* Start *
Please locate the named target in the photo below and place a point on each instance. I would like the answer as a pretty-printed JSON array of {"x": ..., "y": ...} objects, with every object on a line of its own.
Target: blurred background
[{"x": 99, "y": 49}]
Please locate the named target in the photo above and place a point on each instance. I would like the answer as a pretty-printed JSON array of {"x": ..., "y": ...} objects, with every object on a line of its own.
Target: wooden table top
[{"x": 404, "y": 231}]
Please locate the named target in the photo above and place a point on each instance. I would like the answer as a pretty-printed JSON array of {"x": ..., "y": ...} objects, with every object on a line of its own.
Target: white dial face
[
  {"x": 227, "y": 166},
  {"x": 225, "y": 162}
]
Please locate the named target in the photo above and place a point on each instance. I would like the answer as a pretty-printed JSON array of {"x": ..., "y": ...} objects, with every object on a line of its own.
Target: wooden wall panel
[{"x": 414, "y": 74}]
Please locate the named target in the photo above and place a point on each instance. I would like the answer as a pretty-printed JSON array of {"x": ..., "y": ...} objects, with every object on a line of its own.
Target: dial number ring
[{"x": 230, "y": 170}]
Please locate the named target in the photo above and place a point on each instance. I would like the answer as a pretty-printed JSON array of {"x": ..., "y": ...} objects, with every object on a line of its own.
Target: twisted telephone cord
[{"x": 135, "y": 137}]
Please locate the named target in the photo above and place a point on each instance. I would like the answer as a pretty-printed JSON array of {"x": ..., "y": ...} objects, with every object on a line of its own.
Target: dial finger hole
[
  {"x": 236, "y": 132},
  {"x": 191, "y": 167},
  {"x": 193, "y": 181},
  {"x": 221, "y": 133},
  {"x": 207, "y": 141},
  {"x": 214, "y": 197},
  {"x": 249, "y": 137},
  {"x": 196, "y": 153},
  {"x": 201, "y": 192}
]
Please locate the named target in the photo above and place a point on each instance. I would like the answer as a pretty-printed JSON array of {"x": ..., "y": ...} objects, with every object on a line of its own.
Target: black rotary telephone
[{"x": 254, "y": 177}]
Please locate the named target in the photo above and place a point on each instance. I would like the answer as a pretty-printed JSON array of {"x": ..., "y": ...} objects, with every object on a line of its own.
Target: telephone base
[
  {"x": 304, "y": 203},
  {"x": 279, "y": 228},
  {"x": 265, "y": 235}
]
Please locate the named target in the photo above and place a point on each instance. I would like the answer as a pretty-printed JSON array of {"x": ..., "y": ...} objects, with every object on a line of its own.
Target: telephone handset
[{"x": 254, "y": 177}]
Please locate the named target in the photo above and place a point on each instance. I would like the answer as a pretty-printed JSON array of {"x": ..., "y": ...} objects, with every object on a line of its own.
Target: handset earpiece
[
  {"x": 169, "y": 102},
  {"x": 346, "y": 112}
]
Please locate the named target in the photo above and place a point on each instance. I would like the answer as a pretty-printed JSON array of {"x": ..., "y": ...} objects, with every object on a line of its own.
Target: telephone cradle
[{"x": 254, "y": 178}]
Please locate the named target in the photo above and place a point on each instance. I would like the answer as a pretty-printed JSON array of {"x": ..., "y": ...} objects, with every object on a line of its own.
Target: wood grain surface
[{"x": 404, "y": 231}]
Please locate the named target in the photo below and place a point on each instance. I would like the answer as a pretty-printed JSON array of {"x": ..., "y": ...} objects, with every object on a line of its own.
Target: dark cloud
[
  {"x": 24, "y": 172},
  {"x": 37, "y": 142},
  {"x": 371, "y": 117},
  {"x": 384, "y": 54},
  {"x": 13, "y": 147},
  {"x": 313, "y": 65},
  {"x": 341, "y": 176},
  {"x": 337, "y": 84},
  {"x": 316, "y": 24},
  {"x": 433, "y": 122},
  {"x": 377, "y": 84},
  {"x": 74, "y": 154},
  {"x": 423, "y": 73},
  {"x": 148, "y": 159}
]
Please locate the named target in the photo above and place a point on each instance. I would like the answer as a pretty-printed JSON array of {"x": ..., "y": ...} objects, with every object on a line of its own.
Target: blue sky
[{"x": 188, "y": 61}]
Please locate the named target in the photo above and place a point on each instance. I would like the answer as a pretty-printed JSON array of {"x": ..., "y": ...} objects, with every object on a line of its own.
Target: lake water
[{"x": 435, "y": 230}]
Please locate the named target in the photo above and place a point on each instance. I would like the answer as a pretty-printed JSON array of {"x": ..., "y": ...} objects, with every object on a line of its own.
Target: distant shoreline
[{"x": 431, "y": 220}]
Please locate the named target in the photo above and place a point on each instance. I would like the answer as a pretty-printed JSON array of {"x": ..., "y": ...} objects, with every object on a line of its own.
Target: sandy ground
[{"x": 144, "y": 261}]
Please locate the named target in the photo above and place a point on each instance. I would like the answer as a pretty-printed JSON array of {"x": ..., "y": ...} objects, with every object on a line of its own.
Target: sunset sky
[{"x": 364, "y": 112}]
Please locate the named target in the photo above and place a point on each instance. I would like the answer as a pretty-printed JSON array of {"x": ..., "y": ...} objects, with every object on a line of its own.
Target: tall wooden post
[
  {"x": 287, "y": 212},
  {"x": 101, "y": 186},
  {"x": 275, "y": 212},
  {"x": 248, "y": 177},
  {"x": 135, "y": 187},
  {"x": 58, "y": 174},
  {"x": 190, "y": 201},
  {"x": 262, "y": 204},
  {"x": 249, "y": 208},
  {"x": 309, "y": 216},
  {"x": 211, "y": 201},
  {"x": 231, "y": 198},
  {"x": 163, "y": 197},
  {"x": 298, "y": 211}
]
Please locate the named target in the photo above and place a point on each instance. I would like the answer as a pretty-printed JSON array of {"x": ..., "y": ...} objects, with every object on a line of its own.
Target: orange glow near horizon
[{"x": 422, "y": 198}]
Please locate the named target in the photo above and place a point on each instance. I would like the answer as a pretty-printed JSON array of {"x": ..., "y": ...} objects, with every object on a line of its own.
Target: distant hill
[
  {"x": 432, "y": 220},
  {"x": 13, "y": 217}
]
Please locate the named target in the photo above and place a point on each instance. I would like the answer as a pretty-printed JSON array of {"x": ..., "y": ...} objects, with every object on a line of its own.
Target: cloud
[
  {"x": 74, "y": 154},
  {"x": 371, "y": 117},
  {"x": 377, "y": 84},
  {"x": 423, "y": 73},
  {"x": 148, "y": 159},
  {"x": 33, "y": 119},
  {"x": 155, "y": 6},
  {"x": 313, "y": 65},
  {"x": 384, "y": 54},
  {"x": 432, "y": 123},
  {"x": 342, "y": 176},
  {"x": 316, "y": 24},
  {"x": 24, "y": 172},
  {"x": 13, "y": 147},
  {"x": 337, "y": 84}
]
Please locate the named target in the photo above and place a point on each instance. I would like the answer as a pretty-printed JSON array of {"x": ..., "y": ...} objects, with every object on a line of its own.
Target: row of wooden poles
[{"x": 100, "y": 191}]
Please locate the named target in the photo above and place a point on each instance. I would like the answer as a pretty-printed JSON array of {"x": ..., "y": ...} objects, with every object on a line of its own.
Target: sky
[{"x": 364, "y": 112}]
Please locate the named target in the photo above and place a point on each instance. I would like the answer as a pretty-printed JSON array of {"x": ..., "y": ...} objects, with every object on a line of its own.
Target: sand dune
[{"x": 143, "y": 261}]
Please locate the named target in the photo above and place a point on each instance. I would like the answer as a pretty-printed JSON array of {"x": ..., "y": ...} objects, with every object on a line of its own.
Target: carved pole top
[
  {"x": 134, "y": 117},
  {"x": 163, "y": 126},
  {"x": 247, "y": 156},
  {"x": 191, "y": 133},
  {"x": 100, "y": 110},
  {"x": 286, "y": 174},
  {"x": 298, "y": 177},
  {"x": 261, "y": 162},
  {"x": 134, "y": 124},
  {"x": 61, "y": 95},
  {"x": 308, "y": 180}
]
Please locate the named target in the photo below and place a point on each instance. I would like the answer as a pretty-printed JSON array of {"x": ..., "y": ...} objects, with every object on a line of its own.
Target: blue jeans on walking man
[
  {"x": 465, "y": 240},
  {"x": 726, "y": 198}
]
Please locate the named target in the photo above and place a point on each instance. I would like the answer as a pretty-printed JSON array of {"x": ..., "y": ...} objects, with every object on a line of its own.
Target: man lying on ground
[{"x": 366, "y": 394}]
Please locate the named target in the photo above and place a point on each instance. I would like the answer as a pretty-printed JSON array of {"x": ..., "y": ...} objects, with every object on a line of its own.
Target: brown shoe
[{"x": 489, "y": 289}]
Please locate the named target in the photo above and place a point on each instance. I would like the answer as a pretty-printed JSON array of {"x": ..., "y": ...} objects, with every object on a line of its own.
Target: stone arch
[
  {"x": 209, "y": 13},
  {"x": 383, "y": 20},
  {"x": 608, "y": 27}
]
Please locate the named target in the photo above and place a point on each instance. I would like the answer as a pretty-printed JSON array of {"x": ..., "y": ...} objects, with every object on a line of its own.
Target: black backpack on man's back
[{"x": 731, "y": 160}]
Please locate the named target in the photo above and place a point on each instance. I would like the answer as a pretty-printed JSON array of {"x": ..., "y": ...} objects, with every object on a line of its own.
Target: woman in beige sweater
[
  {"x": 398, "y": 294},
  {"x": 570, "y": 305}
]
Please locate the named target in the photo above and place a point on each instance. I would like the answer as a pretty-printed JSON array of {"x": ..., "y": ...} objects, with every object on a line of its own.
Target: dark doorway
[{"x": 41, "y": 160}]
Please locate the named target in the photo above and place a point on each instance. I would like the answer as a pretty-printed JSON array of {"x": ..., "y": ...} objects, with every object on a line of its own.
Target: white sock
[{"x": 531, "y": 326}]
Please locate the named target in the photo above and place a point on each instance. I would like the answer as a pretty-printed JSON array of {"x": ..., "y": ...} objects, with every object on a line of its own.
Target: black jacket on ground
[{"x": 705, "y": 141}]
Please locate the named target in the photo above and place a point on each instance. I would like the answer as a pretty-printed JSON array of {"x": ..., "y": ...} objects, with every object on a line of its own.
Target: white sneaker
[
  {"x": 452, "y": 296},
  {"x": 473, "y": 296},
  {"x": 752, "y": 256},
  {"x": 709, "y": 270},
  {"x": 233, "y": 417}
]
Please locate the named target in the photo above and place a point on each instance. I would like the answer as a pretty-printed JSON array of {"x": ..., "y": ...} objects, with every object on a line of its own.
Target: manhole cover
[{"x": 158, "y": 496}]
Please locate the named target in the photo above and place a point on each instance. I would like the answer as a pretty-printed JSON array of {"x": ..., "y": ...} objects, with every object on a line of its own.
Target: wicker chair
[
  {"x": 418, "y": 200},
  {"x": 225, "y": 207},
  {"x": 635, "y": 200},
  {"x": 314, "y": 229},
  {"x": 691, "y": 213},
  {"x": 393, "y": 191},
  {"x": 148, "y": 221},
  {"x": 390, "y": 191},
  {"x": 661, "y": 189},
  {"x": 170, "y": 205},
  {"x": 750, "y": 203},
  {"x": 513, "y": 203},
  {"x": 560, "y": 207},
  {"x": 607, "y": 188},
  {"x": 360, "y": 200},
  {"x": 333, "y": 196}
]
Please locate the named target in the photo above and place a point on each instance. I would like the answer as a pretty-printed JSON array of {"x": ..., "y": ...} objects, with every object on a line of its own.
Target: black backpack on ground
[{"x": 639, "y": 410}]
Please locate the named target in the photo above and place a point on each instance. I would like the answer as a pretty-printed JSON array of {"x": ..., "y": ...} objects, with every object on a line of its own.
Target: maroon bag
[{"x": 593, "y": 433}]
* End *
WHAT YOU ARE ASKED TO DO →
Gather every line above that contains the word "white" and copy each one out in full.

FULL RESPONSE →
Target: white dial face
Target: white sock
Target: white sneaker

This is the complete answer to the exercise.